Given problem =>
Gather every line of the listing below that contains the string "rider", copying each one in full. Treat uppercase and lowercase as different.

Records to process =>
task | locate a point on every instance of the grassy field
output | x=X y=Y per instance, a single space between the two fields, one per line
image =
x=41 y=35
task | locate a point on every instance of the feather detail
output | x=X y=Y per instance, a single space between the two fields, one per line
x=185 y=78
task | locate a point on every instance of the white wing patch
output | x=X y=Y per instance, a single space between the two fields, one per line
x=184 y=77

* * *

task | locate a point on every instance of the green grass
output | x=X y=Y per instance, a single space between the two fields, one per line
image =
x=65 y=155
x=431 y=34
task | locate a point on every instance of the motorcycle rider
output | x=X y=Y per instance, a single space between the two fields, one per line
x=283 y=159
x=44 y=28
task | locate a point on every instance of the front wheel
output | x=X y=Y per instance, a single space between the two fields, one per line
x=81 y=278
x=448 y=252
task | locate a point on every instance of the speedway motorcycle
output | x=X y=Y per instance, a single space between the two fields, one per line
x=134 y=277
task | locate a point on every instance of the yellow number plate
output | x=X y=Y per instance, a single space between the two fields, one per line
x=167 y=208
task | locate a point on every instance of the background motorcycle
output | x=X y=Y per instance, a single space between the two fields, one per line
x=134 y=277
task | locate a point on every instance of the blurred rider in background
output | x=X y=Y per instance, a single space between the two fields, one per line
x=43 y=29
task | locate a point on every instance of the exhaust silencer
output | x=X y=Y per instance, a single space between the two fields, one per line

Response to this exercise =>
task | locate a point on every instance of the motorcycle rider
task | locate a point on every instance of the blurred rider in background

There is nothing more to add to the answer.